▶ CONSIGNAS DE TRABAJO
A - Según la columna sobre la selección argentina tras el Mundial, ¿a quién le confió la AFA un plan de desarrollo de las selecciones juveniles después del retiro de Maradona?
B - Retoma la columna sobre la selección argentina tras el Mundial y continúala a partir de su última oración.

=== TEXTO DE REFERENCIA ===

Basta de creernos una potencia: el durísimo camino de la reconstrucción
Argentina debe aprender la lección de humildad que le dio el Mundial y encarar un profundo proceso de renovación, que va más allá de técnicos y jugadores.
“Con la delantera Pavón-Icardi-Lautaro Martínez salimos campeones en Qatar”, pronosticó un hincha durante una de las mesas de debate armadas en Rusia. La noche del sábado fue interminable y dolorosa, el ámbito ideal para que la legión de argentinos pusiera en marcha la máquina de la opinión. Todos piden renovación, recambio, el fin de “los amigos de Messi” y lugares comunes similares que vienen escuchándose desde antes del Mundial. Que habrá renovación es lógico e imprescindible por una simple cuestión biológica. Lo peligroso sería limitarla a un cambio de nombres. Renovación, sí, pero antes que nada a partir de un proyecto. De lo contrario no sirve para nada, salvo para satisfacer el ego de quienes siguen sosteniendo que los mejores son los que no juegan.
Un buen punto de partida es aceptar sin que nos trague la tierra que no somos potencia de nada. Lo fuimos en algún momento. Hoy, Lionel Messi es el árbol que no tapa un bosque, sino un desierto. Contar con Messi es un milagro que se terminará, así como terminó el de Maradona. La diferencia es que unos años después del retiro de Diego, la AFA tomó nota de lo que se venía y le confió a José Pekerman un plan de desarrollo de las selecciones juveniles cuyos resultados fueron brillantes. La misma AFA que acertó con Pekerman terminó echándolo, a él y a su gente, y Julio Grondona arruinó su propia obra poniendo la cantera en manos de su hijo, hábil amigo de numerosos periodistas que jamás se animarían a decir en público que Humberto Grondona destrozó por completo el fútbol juvenil argentino.
Saquemos a Messi de este análisis porque su dimensión global va más allá de lo visto en Rusia. La admiración y el amor que genera en lugares impensados del planeta son difíciles de medir para el que no tuvo la posibilidad de comprobarlo. Messi es una estrella multinacional, cuyo teatro de los sueños está en Barcelona. Con la Selección lo intentó todo, jamás le dio la espalda. Que no haya sido campeón es una pena para él, para su amor propio, para su espíritu competitivo. No le debe nada a nadie. ¿Desde qué lugar puede un argentino reprocharle que no haya “traído la Copa”? ¿Con qué derecho? ¿Quiénes nos creemos que somos para descalificarlo? Ese capítulo figura entre lo peor de la argentinidad.

=== MATERIAL PROPORCIONADO ===

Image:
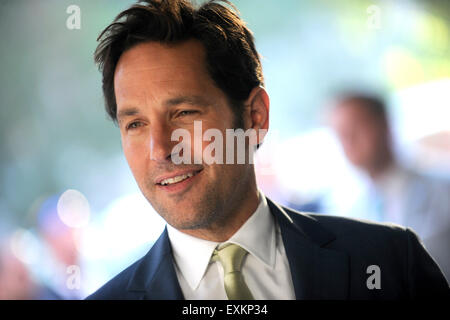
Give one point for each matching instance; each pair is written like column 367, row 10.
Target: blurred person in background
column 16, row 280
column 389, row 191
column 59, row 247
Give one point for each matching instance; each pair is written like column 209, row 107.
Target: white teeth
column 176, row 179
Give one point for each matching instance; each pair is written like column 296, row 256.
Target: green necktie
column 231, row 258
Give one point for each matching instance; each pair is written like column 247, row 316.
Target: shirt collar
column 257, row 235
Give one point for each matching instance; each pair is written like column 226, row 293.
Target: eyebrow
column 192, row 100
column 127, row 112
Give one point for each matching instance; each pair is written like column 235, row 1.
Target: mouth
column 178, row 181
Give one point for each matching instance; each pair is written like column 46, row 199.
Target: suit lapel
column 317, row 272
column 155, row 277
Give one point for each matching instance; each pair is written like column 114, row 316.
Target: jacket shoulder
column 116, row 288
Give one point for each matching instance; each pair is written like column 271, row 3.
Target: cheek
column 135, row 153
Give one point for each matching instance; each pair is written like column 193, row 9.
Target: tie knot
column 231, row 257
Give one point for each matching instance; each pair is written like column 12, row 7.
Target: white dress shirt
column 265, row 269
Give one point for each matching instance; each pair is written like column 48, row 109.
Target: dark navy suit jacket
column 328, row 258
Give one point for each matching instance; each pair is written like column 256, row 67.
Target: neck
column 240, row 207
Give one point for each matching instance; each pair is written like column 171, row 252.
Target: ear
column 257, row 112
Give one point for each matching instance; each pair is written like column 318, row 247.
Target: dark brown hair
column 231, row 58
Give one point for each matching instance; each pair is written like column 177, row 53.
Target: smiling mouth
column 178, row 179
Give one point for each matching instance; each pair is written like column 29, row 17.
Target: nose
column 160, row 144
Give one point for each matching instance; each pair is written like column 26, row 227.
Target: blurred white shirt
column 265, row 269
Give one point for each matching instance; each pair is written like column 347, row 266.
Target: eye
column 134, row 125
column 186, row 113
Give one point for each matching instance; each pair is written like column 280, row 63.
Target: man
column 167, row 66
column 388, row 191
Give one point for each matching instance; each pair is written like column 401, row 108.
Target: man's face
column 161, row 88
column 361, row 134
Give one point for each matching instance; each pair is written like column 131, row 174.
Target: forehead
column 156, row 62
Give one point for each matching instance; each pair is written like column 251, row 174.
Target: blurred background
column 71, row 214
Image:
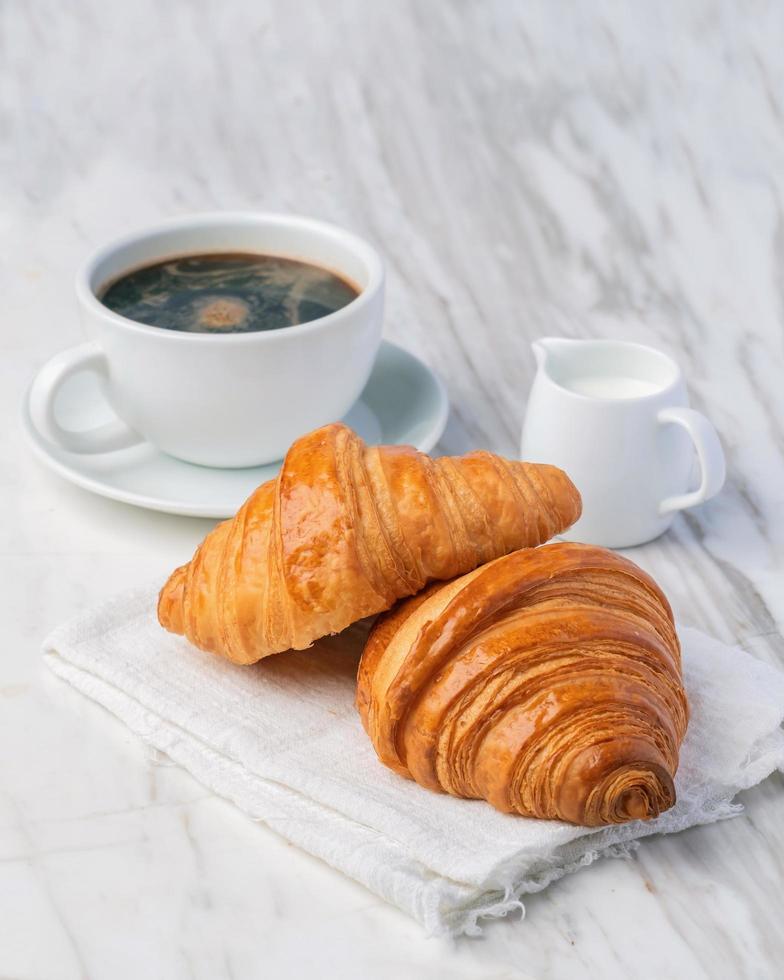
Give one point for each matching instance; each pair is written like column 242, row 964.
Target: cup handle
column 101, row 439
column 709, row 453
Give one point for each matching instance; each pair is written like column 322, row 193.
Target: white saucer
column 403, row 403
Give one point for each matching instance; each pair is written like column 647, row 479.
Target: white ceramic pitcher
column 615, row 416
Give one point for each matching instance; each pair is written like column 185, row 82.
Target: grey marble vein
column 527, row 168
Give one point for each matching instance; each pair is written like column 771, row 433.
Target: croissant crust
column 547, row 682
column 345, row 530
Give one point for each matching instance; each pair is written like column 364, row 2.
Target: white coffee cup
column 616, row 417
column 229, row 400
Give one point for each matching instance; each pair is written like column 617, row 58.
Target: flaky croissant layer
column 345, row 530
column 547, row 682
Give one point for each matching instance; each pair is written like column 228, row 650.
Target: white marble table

===

▶ RESPUESTAS DEL EJERCICIO
A - A José Pekerman.

B -
No somos potencia porque no contamos con los jugadores que nos permitan ubicarnos en ese lugar. Repasemos, por ejemplo, cuántos argentinos hay en los equipos top del mundo. Ninguno en Real Madrid, ninguno en Barcelona (ya exceptuamos a Messi), ninguno en Chelsea, ninguno en Liverpool, dos suplentes en Manchester United (Romero y Rojo), ninguno en Bayern Munich. Los activos en el máximo nivel son poquísimos: Otamendi y Agüero en Manchester United, campeón inglés; Higuaín y Dybala en Juventus, campeón italiano; Lo Celso en Paris Saint Germain, campeón francés (Di María es suplente y a Pastore ya lo vendieron). Del caso Icardi, capitán y estrella de Inter, ya se habló demasiado. La comparación con los franceses que nos derrotaron el sábado es contundente, porque los 23 de su plantel pertenecen a la elite.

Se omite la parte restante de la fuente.